**YOUR GOAL**
If an entry holds a picture, leave that picture out; copy everything else exactly.

**AVAILABLE RECORDS**
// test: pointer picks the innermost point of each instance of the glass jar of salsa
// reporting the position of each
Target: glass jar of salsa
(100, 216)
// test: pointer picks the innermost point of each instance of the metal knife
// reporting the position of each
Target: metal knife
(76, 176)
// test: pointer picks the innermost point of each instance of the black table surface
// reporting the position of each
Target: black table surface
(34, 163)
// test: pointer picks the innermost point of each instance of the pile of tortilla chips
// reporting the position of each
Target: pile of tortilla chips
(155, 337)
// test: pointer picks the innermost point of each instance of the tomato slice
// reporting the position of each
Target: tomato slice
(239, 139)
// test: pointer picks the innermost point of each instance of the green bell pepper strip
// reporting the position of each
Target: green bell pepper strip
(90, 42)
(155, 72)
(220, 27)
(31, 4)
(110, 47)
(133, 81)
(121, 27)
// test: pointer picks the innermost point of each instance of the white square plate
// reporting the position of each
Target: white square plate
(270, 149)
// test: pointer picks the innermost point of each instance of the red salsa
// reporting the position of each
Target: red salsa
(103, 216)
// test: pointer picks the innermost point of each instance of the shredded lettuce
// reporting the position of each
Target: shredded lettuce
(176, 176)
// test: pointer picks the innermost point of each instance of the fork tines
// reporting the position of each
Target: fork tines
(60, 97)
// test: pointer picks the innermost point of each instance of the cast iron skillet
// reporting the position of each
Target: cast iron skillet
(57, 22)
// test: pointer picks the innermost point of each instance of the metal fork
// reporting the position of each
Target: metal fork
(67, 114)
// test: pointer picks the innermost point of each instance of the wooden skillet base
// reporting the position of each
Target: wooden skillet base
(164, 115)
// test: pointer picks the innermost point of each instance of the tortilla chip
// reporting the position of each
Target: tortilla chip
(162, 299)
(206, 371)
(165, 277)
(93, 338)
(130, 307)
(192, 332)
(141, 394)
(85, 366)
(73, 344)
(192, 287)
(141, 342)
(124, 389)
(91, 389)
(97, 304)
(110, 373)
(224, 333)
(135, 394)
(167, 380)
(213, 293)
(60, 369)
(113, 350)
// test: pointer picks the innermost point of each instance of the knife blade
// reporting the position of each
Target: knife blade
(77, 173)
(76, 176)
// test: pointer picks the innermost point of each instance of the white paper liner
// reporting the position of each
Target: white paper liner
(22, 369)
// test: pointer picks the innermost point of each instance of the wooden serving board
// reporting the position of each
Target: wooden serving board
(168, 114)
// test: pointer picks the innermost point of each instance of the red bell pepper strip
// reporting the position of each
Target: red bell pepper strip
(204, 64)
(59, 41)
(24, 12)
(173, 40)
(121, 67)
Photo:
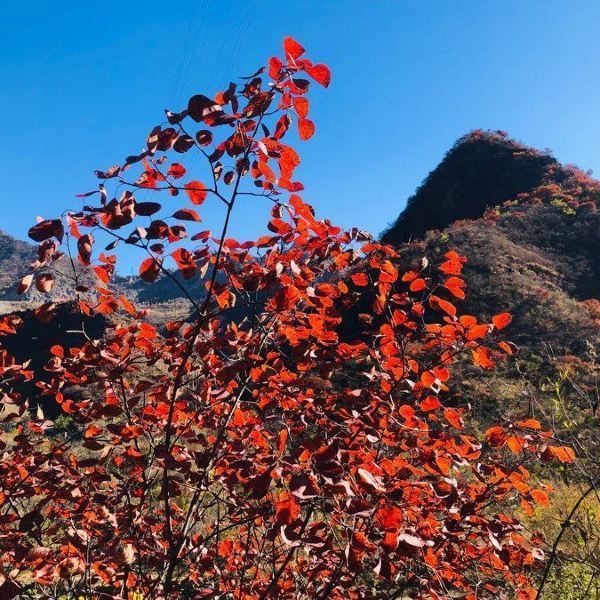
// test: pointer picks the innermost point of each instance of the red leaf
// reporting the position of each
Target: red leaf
(84, 247)
(501, 320)
(176, 171)
(306, 129)
(47, 229)
(292, 48)
(300, 106)
(540, 497)
(149, 270)
(320, 73)
(186, 214)
(45, 282)
(430, 403)
(360, 279)
(417, 285)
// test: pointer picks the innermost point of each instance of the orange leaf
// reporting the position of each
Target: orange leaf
(540, 497)
(300, 106)
(149, 270)
(430, 403)
(320, 73)
(360, 279)
(501, 320)
(306, 129)
(292, 48)
(417, 285)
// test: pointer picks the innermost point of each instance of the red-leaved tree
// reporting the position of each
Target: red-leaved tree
(294, 436)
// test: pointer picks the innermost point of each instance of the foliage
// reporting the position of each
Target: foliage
(247, 451)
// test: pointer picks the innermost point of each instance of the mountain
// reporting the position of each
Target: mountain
(530, 228)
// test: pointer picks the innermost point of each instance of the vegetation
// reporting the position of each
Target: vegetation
(294, 434)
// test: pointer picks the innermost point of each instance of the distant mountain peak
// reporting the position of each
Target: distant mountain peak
(482, 169)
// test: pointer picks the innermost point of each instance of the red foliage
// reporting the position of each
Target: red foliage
(260, 455)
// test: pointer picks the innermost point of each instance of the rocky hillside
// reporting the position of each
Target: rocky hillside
(530, 228)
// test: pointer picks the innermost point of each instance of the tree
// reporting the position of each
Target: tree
(250, 451)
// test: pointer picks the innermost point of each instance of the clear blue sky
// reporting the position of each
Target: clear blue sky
(83, 82)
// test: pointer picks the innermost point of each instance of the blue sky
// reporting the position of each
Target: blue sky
(83, 83)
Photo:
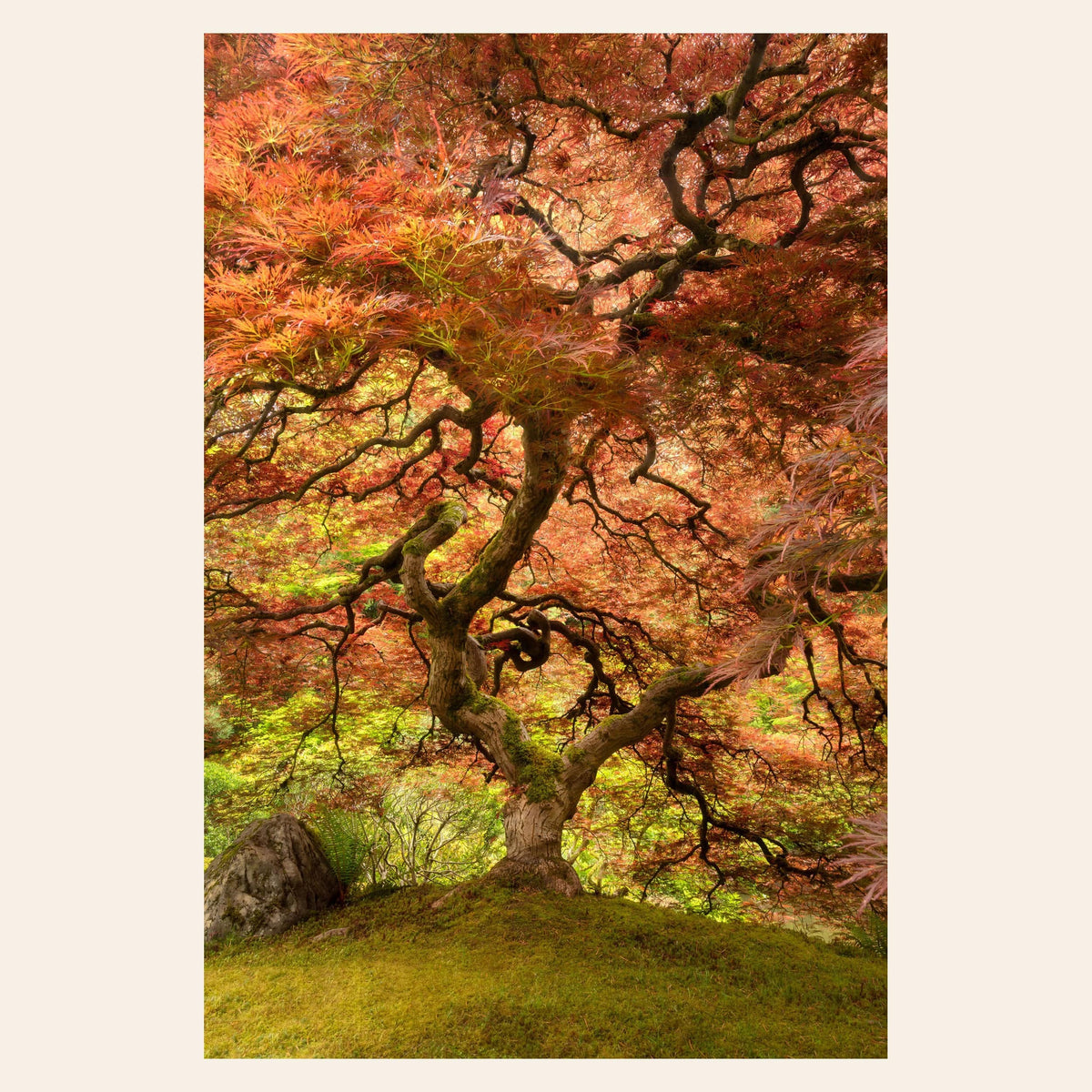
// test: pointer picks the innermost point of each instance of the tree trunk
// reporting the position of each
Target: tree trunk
(533, 844)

**RESULT**
// test: pointer picks the innermost point of each instance of the glass jar of salsa
// reporting the position of each
Target: glass jar of salsa
(100, 216)
// test: pointer picks the innermost point of each instance of the metal knife
// reporting the position of each
Target: metal knife
(76, 176)
// test: pointer picks the innermost point of each instance of the black table surface
// reporting the position of each
Target: black table surface
(34, 163)
// test: pointer picks the innermost point of each instance of the pile of tortilla chips
// reporting the position of each
Target: pile of tortilla chips
(155, 337)
// test: pointer picks the innermost point of each instance of the tomato slice
// reporting the position of each
Target: tomato slice
(239, 139)
// test: pointer picks the innermost point of each instance of the green bell pepper strip
// reporting the position of each
Target: green bell pepper strip
(90, 42)
(155, 72)
(220, 27)
(31, 4)
(110, 47)
(133, 81)
(121, 27)
// test: pointer picks the innermost point of each instance of the white square plate
// reporting the position of each
Target: white square plate
(270, 149)
// test: pointer picks the innermost point of each instance of the red salsa
// reporting the position of each
Target: red salsa
(103, 216)
// test: pointer picks the innermost point of each instance of the shredded lettuce
// reporting the position of each
Target: shredded lettuce
(176, 176)
// test: pointer picks the innermost point of each instance of the fork tines
// reporting the position of each
Target: fork tines
(60, 97)
// test: pointer picks the innermost point of each instance of the cast iron skillet
// reporting the position of each
Target: cast iron skillet
(57, 22)
// test: pointer picks the innermost point of each instance of the metal fork
// reporting the position of each
Target: metal fork
(67, 114)
// test: pointer picks the innermost point of each instance of the wooden skillet base
// reporting the position of each
Target: wooden skillet base
(164, 115)
// test: pointer picks the innermost point of each instance of the tortilla chip
// reporting the position of each
Target: tortilla chip
(162, 299)
(206, 371)
(165, 277)
(93, 338)
(130, 307)
(192, 332)
(141, 394)
(85, 366)
(73, 344)
(192, 287)
(141, 342)
(124, 389)
(91, 389)
(97, 304)
(110, 373)
(224, 333)
(135, 394)
(167, 380)
(213, 293)
(60, 369)
(113, 350)
// test: pointer picks the innermost point of each instance of the knife blade
// reporting the position of each
Target: knife blade
(77, 173)
(76, 176)
// test: pointer picks the innermost point of each instance of the white paper liner
// reporting the position of each
Target: white paper liner
(22, 369)
// test: pointer picks the innermost point of each instance of the wooden serving board
// reporting the position of each
Target: wooden serving board
(168, 114)
// test: pointer picks the innermost point of each instance of the red bell pepper strip
// reporting the position of each
Target: red bell pepper strip
(204, 64)
(59, 41)
(24, 12)
(173, 40)
(121, 67)
Photo:
// test: pointer picks the innermost point of each instance of the red leaf
// reporting the position of each
Target: red leaf
(84, 247)
(501, 320)
(176, 171)
(306, 129)
(47, 229)
(292, 48)
(300, 106)
(540, 497)
(149, 270)
(320, 73)
(186, 214)
(45, 282)
(430, 403)
(360, 279)
(417, 285)
// test: pointer picks the innermost point of each instance of the orange leaf
// reporting the position of each
Target: orange leaf
(540, 497)
(300, 106)
(149, 270)
(430, 403)
(320, 73)
(360, 279)
(501, 320)
(306, 129)
(292, 48)
(417, 285)
// test: pointer picks the innermost point of each instance of the red-leaved tree
// reporting the position of each
Target: red-leaved tree
(294, 436)
// test: pointer picks the innermost point of each instance of the foliage
// reporting the position of each
Target: foliage
(247, 451)
// test: pointer picks the innermost point of each instance of the mountain
// reporting the position of each
Target: mountain
(530, 228)
// test: pointer picks the innermost point of each instance of the vegetation
// reporting the position of each
Target: vegetation
(294, 434)
// test: pointer picks the innermost point of each instance of the distant mountain peak
// reporting the position of each
Target: distant mountain peak
(482, 169)
// test: pointer picks the innermost point of each instance of the red foliage
// reporting the position of each
Target: red foliage
(260, 455)
// test: pointer picks the innermost point of each instance of the rocky hillside
// reporting the position of each
Target: rocky hillside
(530, 228)
// test: pointer picks the innermost point of each instance of the tree
// reporting the position of each
Target: tree
(250, 451)
// test: pointer picks the innermost point of each instance of the clear blue sky
// reporting the position of each
Target: clear blue sky
(83, 82)
// test: pointer picks the innermost point of each instance of the blue sky
// reporting the position of each
Target: blue sky
(83, 83)
Photo:
// test: pointer picks the innermost point of each instance of the tree trunk
// reporting the position of each
Target: tree trunk
(533, 844)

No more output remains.